# QUOTED PASSAGE
-- start --

The three most common are these and depend on where the x_{i}^{*} is chosen.

  • Left-Riemann sum, L, uses the left side of each sub-interval, so x_{i}^{*}={{x}_{n-1}}.
  • Right-Riemann sum, R, uses the right side of each sub-interval, so x_{i}^{*}={{x}_{i}}.
  • Midpoint-Riemann sum, M, uses the midpoint of each interval, so x_{i}^{*}=\tfrac{1}{2}\left( {{x}_{i-1}}+{{x}_{i}} \right).

For the AP Exams students should know these and be able to compute them. The actual values are often given in a table, so the long computation of the function values is not necessary.

Another way of approximating the area between the graph and the x-axis is to use trapezoids formed by joining the points at the ends of each sub-interval. The areas can be figured individually and added or the value, T, can be found by averaging the left- and right-Riemann sums, T=\tfrac{1}{2}\left( L+R \right). This trapezoid approximation is usually closer to the true value than the other left- or right sums.

Whenever you are dealing with approximations, you should have some sense of how good they are. All of the approximations discussed will get closer to the true area if more values (more partition points) are used.

If the graph is increasing on the interval, then the left-sum is an underestimate of the actual value and the right-sum is an overestimate.  If the curve is decreasing, then the right-sums are underestimates and the left-sums are overestimates. (To see why, draw a sketch.)

-- end --

# REQUESTS
A. According to the Riemann sums passage, why is the long computation of function values unnecessary on the AP Exams? Answer in one to three sentences.
B. Can you carry the Riemann sums passage forward with the part that comes next?

# EXCERPTED RECORDS
-- start --

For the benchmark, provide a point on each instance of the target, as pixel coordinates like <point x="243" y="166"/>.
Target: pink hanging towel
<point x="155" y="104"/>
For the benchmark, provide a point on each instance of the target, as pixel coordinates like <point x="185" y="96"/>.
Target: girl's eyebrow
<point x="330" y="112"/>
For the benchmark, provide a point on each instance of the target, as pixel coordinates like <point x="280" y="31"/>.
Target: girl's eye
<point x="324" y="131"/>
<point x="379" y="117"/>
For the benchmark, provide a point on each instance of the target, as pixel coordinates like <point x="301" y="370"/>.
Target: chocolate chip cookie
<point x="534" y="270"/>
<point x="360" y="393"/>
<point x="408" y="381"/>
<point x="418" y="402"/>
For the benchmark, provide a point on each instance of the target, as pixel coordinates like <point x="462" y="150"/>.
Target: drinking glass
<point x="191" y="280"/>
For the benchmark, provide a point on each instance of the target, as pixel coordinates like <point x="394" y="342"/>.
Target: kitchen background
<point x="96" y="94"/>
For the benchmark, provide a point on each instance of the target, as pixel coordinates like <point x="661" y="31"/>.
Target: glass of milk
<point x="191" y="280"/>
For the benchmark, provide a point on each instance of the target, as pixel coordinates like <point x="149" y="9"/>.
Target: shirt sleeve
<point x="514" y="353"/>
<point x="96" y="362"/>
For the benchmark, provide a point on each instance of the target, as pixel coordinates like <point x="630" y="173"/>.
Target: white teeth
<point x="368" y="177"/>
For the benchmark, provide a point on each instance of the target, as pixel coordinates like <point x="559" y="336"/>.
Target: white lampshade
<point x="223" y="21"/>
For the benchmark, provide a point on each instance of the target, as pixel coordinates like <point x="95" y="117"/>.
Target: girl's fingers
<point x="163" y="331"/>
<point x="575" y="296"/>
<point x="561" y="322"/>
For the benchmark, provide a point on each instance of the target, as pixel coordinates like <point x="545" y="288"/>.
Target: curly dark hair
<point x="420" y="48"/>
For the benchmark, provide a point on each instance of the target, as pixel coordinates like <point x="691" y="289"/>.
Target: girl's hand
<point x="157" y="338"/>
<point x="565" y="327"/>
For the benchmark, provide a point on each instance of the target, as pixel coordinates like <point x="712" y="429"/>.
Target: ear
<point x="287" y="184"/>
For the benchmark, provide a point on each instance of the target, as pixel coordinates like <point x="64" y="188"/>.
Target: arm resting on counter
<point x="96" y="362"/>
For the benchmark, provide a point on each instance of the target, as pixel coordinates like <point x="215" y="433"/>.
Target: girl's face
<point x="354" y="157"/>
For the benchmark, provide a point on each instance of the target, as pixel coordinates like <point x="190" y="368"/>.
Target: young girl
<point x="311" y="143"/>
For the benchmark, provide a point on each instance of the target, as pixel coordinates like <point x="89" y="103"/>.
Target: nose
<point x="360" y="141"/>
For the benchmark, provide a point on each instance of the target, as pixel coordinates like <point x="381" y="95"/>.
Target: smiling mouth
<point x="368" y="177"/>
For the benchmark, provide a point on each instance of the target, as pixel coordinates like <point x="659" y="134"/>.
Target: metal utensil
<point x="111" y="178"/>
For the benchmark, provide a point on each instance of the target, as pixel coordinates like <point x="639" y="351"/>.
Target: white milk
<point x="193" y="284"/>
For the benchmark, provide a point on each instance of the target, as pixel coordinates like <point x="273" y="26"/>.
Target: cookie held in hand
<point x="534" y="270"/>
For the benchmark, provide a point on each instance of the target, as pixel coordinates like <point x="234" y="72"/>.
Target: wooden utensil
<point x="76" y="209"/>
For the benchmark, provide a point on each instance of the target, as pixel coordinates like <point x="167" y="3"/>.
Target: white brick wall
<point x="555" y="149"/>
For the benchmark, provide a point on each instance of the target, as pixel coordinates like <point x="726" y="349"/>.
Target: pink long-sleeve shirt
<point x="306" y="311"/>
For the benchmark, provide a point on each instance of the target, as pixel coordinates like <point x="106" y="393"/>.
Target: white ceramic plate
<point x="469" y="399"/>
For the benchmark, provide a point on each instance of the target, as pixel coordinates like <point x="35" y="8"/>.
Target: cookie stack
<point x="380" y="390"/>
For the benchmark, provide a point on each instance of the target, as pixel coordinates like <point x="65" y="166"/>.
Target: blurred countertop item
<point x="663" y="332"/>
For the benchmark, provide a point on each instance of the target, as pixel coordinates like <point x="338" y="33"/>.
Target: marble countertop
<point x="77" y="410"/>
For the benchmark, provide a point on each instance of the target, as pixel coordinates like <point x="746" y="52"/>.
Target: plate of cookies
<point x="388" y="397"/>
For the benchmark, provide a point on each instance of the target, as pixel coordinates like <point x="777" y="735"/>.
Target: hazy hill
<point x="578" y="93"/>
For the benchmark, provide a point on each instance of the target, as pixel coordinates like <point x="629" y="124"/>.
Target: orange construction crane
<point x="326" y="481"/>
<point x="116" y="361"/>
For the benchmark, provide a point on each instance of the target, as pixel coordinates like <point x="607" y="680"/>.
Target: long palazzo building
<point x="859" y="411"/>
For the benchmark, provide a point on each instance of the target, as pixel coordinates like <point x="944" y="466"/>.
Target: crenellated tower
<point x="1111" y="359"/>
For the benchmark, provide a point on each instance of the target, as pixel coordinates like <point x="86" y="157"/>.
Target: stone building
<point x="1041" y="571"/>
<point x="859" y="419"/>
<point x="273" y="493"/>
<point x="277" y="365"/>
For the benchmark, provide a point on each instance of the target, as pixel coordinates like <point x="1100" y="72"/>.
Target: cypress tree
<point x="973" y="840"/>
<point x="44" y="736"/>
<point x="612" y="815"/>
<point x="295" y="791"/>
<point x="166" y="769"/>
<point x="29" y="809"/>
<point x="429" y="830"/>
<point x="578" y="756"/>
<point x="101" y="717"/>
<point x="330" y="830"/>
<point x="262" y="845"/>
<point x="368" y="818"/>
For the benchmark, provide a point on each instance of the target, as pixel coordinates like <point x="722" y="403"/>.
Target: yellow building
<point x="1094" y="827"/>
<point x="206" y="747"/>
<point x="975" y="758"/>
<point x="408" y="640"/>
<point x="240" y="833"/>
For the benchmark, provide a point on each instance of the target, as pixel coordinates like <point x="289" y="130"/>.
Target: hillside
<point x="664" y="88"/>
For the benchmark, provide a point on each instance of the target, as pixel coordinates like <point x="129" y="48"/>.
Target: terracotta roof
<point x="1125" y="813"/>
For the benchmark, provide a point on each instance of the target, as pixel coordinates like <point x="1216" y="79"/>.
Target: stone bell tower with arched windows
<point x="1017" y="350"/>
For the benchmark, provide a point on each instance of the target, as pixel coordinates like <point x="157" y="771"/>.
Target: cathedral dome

-- end --

# ANSWERS GIVEN
A. On the AP Exams, the actual function values are often given in a table. Students therefore don't need to work them out at length.

B.
If the graph is concave up the trapezoid approximation is an overestimate, and the midpoint is an underestimate. If the graph is concave down, then trapezoids give an underestimate and the midpoint an overestimate. (To see how this works, draw a sketch. For the midpoint draw the tangent line at the midpoint to the sides of the sub-interval; this trapezoid has the same area as the rectangle drawn at the midpoint of the interval. Why?)

If the graphs are not monotone on the interval or change concavity, then all bets are off.

For all of the Riemann sums, including those not mentioned above, as the number of partition points increase (n\to \infty ), or the width of the all the sub-interval decrease (\Delta x\to 0), the limit of a Riemann sum approaches the area between the graph and the x-axis. This will be the subject of the next post.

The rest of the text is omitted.